▸ Text to read
════
The rebound in mid-cap growth stocks has begun, and in my view, the best way to play it is to focus on “growth at a reasonable price” stocks. Many high-quality technology companies, particularly in the software sector, fell to multi-year lows last year despite strong fundamental results (including and especially a renewed focus on profitability, driven in part by layoffs), and it’s a great time to capitalize on low valuations to build long-term positions.
Nutanix (NASDAQ:NTNX) is one company worth watching. This infrastructure software provider, best known for its “hyper converged” infrastructure that eliminates data center siloes to help backend operations run more smoothly, was recently the subject of potential acquisition talks by Hewlett Packard Enterprise (HPE). When these talks came to a halt, shares of Nutanix took a large breather. Yet, I continue to think there is plenty of opportunity for Nutanix to shoot higher, even in the absence of a near-term acquisition.
════
(Dataset records on object locations)
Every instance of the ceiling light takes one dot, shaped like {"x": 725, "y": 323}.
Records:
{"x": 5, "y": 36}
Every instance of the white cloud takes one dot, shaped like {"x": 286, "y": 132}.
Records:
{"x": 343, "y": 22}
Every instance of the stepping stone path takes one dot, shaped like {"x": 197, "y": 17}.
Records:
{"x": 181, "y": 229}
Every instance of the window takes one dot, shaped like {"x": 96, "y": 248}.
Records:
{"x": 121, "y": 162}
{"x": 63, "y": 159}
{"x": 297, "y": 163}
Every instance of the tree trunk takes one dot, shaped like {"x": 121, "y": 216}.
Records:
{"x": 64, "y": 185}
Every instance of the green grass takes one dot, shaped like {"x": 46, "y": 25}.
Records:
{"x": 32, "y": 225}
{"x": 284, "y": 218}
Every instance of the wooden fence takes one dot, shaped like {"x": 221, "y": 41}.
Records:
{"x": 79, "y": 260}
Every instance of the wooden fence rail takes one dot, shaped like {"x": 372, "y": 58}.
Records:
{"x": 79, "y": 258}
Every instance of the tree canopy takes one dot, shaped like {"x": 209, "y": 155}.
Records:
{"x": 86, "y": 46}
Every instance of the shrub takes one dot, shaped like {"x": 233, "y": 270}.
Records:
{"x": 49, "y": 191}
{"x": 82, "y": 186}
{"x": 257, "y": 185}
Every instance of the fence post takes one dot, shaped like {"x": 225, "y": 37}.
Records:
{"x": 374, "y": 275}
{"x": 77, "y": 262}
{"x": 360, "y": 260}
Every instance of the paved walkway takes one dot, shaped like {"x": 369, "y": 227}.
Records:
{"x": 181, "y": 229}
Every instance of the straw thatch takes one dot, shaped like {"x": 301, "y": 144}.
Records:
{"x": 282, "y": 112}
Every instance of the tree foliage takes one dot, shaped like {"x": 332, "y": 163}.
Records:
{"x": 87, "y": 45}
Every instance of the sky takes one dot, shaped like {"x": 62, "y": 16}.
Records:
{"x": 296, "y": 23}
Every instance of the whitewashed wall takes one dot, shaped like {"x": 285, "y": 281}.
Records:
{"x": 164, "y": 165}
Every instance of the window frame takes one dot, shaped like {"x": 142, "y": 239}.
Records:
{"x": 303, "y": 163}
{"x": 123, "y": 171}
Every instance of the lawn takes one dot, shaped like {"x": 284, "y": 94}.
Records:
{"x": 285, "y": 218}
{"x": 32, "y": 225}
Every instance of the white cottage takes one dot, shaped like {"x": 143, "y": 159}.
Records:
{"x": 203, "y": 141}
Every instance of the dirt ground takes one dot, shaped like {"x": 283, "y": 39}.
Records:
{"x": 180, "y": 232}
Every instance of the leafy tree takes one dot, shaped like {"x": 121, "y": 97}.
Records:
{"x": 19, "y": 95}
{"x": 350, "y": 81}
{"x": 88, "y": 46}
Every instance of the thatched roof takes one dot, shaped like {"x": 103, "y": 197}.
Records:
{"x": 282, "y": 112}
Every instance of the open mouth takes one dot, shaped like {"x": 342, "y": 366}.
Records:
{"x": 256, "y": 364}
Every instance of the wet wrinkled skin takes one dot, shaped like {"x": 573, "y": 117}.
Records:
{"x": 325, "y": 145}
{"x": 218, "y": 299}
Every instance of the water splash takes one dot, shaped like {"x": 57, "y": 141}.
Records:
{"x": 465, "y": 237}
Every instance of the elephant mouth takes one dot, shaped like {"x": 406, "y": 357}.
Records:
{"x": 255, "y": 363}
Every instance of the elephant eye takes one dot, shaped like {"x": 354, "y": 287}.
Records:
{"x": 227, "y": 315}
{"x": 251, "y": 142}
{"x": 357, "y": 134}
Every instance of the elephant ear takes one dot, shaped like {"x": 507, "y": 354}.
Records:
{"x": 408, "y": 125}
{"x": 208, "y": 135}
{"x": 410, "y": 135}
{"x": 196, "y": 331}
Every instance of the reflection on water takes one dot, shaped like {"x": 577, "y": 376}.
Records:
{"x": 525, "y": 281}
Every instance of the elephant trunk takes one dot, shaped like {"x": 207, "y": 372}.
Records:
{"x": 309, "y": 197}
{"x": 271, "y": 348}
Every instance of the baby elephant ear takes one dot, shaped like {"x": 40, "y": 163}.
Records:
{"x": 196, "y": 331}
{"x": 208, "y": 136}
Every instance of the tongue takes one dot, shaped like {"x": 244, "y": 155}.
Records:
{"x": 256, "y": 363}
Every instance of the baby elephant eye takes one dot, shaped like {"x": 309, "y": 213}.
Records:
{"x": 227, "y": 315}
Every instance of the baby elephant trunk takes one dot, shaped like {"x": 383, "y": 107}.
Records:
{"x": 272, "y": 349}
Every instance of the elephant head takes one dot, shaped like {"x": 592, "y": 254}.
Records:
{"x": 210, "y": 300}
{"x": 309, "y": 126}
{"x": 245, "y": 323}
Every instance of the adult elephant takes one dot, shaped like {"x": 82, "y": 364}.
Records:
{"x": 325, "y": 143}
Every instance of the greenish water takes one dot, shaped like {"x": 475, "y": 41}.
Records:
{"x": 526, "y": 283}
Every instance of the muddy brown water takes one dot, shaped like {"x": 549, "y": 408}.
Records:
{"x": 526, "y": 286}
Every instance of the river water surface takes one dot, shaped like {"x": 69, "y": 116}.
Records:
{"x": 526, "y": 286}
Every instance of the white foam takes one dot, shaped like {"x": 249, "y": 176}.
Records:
════
▸ Given instruction
Translate this sentence from the text on mid-cap growth stocks into Spanish: "Nutanix (NASDAQ:NTNX) is one company worth watching."

▸ Answer in full
Nutanix (NASDAQ:NTNX) es una empresa que vale la pena seguir de cerca.